Aim of the exercise ▸ Substitute "a single point" for "one point" throughout the records below and reproduce their lines with nothing else altered. Omit the pictures from your answer.

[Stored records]
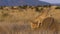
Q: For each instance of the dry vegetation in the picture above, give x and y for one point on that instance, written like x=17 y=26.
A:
x=18 y=20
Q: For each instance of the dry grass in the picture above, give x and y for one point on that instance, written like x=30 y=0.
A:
x=16 y=21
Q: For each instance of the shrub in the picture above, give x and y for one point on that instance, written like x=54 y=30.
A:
x=57 y=7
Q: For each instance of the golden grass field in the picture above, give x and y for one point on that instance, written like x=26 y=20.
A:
x=17 y=21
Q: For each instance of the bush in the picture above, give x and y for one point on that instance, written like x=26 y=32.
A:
x=57 y=7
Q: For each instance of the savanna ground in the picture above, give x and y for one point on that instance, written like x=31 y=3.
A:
x=16 y=21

Correct answer ▸
Q: For each instance of the dry vegetation in the picture above, give x and y for a single point on that instance, written like x=17 y=26.
A:
x=18 y=20
Q: For each instance of the dry grass in the picture above, give x and y for a single point on that instance, written like x=30 y=0.
A:
x=16 y=21
Q: For each instance of the shrub in the picture above, give x and y for a single point on that instance, written like x=54 y=30.
A:
x=57 y=7
Q: For each instance of the golden grass field in the picture above, give x and y for a single point on that instance, written like x=26 y=20.
A:
x=17 y=21
Q: For each instance of the bush in the picture above, give x and y for a single point on that instance, written like x=26 y=32.
A:
x=57 y=7
Q: For each instance of the savanna ground in the picture above, give x and y for a single point on that instance, written like x=31 y=3.
A:
x=16 y=21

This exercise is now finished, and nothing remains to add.